The advisory council's purchase committee will decide the Energy Division's proposal to import 3.9 lakh tonnes of fuel oils from a company in the United Arab Emirates under a proposed state-to-state agreement.

The division is scheduled to place the proposal before the committee, headed by finance adviser Mirza Azizul Islam, to import 3.3 lakh tonnes of diesel, 20,000 tonnes each of kerosene, jet fuel and octane from the Emirates General Petroleum Corporation, popularly known as Emarat, owned by the federal Emirates government.

The advisory council's economic affairs committee recently approved the Energy Division's proposal to sign a state-to-state agreement between the Bangladesh Petroleum Corporation and Emarat.

The contract, once signed, will be the fourth state-to-state agreement to import refined fuels without inviting any tender. As per the Energy Division's proposal, Emarat will charge a premium rate (carrying and other charges such as insurance) of $5.20 a barrel for diesel, $5.60 for kerosene and jet fuel and $7.50 for octane.

Premium is paid in addition to the price of each barrel of fuel oils in the international market; in the case of BPC, it is the Middle Eastern market.

The Emarat's premium rate offers are lower compared to the other state-run companies of Kuwait, India and Egypt from where BPC imports refined petroleum products.

▸ Supplied information
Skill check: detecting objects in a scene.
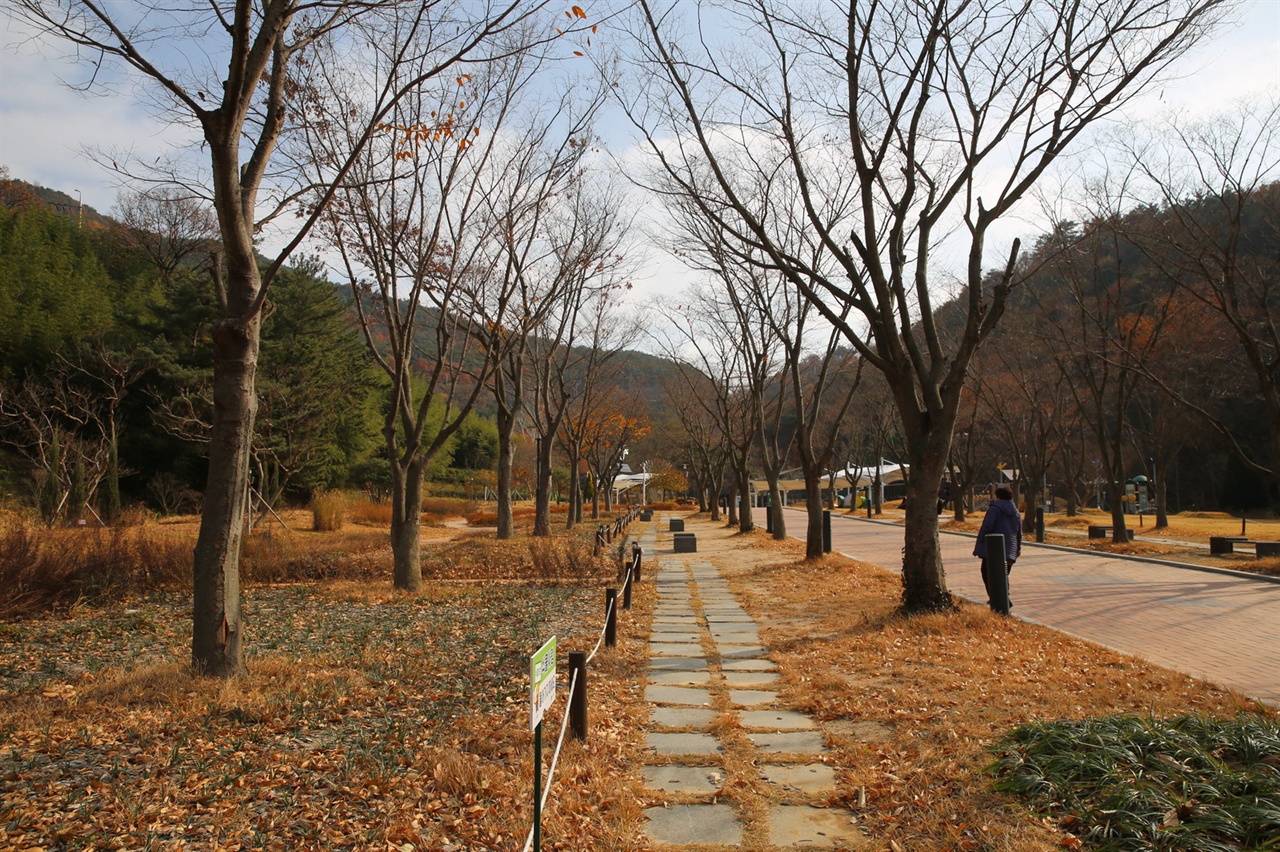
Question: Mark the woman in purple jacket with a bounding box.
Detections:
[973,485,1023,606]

* * *

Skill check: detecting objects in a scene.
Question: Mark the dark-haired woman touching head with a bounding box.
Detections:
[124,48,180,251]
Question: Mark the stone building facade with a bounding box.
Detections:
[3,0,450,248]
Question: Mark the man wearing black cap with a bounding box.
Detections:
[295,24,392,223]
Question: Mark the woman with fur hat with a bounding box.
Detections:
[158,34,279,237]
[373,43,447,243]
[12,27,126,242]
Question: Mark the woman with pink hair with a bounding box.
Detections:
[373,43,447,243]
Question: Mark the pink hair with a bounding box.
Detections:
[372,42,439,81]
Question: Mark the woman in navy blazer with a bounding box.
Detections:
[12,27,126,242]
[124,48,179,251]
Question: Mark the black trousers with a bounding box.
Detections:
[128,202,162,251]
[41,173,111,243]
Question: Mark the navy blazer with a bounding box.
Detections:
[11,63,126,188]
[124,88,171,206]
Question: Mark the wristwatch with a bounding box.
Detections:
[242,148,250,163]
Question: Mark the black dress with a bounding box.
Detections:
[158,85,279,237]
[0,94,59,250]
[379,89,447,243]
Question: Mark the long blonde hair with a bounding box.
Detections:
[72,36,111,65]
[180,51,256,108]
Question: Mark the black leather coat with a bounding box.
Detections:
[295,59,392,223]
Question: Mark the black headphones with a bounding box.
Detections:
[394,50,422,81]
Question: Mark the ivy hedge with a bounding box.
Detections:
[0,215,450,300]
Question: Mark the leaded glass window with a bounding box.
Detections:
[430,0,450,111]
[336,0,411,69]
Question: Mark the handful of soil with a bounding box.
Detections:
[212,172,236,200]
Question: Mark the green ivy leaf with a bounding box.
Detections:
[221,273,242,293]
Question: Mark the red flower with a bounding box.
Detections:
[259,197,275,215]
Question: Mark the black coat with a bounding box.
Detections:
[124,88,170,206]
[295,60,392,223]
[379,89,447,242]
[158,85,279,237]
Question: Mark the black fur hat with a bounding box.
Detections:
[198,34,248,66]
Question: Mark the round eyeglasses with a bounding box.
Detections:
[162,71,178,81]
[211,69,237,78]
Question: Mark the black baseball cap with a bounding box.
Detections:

▸ Stated task 1
In the fuel import excerpt, what premium rate per barrel will Emarat charge for octane?
▸ Stated task 2
From the fuel import excerpt, copy word for word the part that opens with the words containing "The contract, once" and closes with "Middle Eastern market.".

▸ Finished answer 1
$7.50 a barrel.

▸ Finished answer 2
The contract, once signed, will be the fourth state-to-state agreement to import refined fuels without inviting any tender. As per the Energy Division's proposal, Emarat will charge a premium rate (carrying and other charges such as insurance) of $5.20 a barrel for diesel, $5.60 for kerosene and jet fuel and $7.50 for octane.

Premium is paid in addition to the price of each barrel of fuel oils in the international market; in the case of BPC, it is the Middle Eastern market.